PROBLEM TO WORK ON -> Each line of the data must be written out again verbatim; no image belongs in the copy.

DATA RECORDS ->
◇ ◇ ◇

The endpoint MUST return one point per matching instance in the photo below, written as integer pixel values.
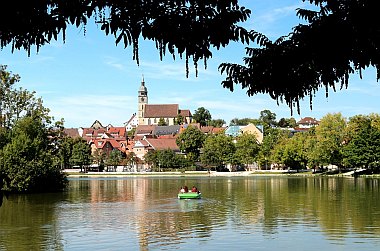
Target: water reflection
(238, 212)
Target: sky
(89, 78)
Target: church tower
(142, 101)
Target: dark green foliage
(165, 159)
(114, 158)
(362, 148)
(186, 28)
(27, 163)
(339, 38)
(217, 122)
(191, 141)
(218, 150)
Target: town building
(152, 114)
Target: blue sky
(88, 78)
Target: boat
(189, 195)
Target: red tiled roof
(100, 143)
(162, 144)
(308, 121)
(185, 113)
(120, 131)
(71, 132)
(161, 111)
(145, 129)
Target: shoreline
(76, 174)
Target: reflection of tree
(148, 205)
(30, 214)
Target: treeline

◇ ◇ ◇

SOLVED PROBLEM ->
The endpoint MUST return one point per matching instance in the photo below, written as integer pixel values.
Target: water reflection
(238, 212)
Target: sky
(89, 78)
Target: church tower
(142, 101)
Target: dark green foliage
(165, 159)
(114, 158)
(362, 148)
(186, 28)
(27, 163)
(339, 38)
(217, 122)
(191, 141)
(218, 150)
Target: town building
(152, 114)
Target: blue sky
(88, 78)
Target: boat
(189, 195)
Target: red tiled roof
(100, 143)
(162, 144)
(308, 121)
(185, 113)
(120, 131)
(71, 132)
(161, 111)
(145, 129)
Target: shoreline
(76, 174)
Target: reflection of tree
(148, 205)
(30, 214)
Target: treeline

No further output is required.